**REQUIRED WORK:** Revise the passage of the patch review thread below, starting at "Ilia Mirkin imirkin" and ending at "predicate to def(0).", replacing "Maxwell" with "Kepler".

[Mesa-dev] [PATCH 2/2] nvc0/ir: handle a load's reg result not being used for locked variants

Ilia Mirkin imirkin at alum.mit.edu
Thu May 26 16:50:05 UTC 2016


On Thu, May 26, 2016 at 11:51 AM, Samuel Pitoiset
<samuel.pitoiset at gmail.com> wrote:
>
>
> On 05/26/2016 05:49 PM, Samuel Pitoiset wrote:
>>
>> What about the Maxwell logic? LDS expects a GPR at def(0) and in case
>> the dst reg doesn't exist, you move the predicate to def(0).
>>
>> Are you sure you don't need to check if dst(0) is not a predicate in
>> emitLDS()?
>
>
> Oh, actually not because we don't lower on GM107, and not predicate are
> needed, so you are right.
>
> Just wondering how did you find the issue. :=

Dave gave me a shader (generated by CTS, I think) that did
atomicExchange() without returning the result. It hit an assert.

>
> Reviewed-by: Samuel Pitoiset <samuel.pitoiset at gmail.com>

Thanks! Will push this out tonight.

  -ilia

>
>>
>> On 05/26/2016 04:44 AM, Ilia Mirkin wrote:
>>>
>>> For a load locked, we might not use the first result but the second
>>> result is the predicate result of the locking. In that case the load
>>> splitting logic doesn't apply (which is designed for splitting 128-bit
>>> loads). Instead we take the predicate and move it into the first
>>> position (as having a dead result in first def's position upsets all
>>> sorts of things including RA). Update the emitters to deal with this as
>>> well.
>>>
>>> Signed-off-by: Ilia Mirkin <imirkin at alum.mit.edu>
>>> ---
>>>  .../drivers/nouveau/codegen/nv50_ir_emit_gk110.cpp | 20
>>> ++++++++++++++---
>>>  .../drivers/nouveau/codegen/nv50_ir_emit_nvc0.cpp  | 26
>>> +++++++++++++++++-----
>>>  .../drivers/nouveau/codegen/nv50_ir_peephole.cpp   | 10 +++++++--
>>>  3 files changed, 45 insertions(+), 11 deletions(-)
>>>
>>> diff --git
>>> a/src/gallium/drivers/nouveau/codegen/nv50_ir_emit_gk110.cpp
>>> b/src/gallium/drivers/nouveau/codegen/nv50_ir_emit_gk110.cpp
>>> index 6a5981d..27d9b8e 100644
>>> --- a/src/gallium/drivers/nouveau/codegen/nv50_ir_emit_gk110.cpp
>>> +++ b/src/gallium/drivers/nouveau/codegen/nv50_ir_emit_gk110.cpp
>>> @@ -2080,15 +2080,29 @@ CodeEmitterGK110::emitLOAD(const Instruction *i)
>>>     code[1] |= offset >> 9;
>>>
>>>     // Locked store on shared memory can fail.

**RECORDS PROVIDED:**
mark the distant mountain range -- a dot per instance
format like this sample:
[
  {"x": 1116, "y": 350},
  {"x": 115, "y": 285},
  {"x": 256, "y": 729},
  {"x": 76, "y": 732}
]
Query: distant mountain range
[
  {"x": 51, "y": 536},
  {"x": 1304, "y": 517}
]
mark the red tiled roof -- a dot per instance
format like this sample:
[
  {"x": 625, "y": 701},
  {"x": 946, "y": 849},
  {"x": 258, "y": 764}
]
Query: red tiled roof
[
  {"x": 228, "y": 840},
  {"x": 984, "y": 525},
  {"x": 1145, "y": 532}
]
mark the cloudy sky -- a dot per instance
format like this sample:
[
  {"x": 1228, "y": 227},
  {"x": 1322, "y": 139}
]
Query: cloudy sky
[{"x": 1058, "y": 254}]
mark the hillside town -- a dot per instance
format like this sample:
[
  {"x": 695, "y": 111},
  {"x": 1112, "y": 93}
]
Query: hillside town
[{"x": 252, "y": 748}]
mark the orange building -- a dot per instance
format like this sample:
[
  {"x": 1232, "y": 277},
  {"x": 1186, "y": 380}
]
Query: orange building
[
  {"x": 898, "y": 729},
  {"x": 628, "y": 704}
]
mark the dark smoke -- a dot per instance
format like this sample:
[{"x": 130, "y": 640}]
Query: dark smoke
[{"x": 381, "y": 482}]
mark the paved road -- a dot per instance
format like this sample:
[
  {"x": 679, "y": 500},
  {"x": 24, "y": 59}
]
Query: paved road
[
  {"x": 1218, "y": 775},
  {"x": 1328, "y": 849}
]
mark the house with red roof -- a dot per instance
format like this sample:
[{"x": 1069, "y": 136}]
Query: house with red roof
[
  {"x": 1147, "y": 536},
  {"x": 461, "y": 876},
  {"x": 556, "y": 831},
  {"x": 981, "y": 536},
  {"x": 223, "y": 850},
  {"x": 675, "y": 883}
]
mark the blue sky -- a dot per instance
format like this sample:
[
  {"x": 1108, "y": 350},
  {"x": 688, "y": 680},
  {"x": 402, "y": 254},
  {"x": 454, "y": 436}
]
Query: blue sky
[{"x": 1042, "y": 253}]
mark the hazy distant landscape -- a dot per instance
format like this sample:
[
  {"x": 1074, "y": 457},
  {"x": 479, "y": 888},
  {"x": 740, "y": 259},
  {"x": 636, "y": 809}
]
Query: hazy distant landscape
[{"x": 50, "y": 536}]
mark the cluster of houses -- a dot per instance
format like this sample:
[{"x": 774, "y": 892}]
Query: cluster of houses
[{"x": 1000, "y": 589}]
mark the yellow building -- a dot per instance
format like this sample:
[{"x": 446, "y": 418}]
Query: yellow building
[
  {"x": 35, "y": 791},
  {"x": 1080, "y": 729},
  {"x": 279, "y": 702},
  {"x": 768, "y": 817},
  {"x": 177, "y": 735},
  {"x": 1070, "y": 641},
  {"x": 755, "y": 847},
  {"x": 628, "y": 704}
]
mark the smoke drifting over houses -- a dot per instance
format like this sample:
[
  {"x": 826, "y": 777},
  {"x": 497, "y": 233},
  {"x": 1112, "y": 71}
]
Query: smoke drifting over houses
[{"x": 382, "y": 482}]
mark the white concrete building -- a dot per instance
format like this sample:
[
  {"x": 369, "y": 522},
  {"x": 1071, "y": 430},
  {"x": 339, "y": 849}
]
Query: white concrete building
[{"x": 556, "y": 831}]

**ANSWER FOR THE TASK:**
Ilia Mirkin imirkin at alum.mit.edu
Thu May 26 16:50:05 UTC 2016


On Thu, May 26, 2016 at 11:51 AM, Samuel Pitoiset
<samuel.pitoiset at gmail.com> wrote:
>
>
> On 05/26/2016 05:49 PM, Samuel Pitoiset wrote:
>>
>> What about the Kepler logic? LDS expects a GPR at def(0) and in case
>> the dst reg doesn't exist, you move the predicate to def(0).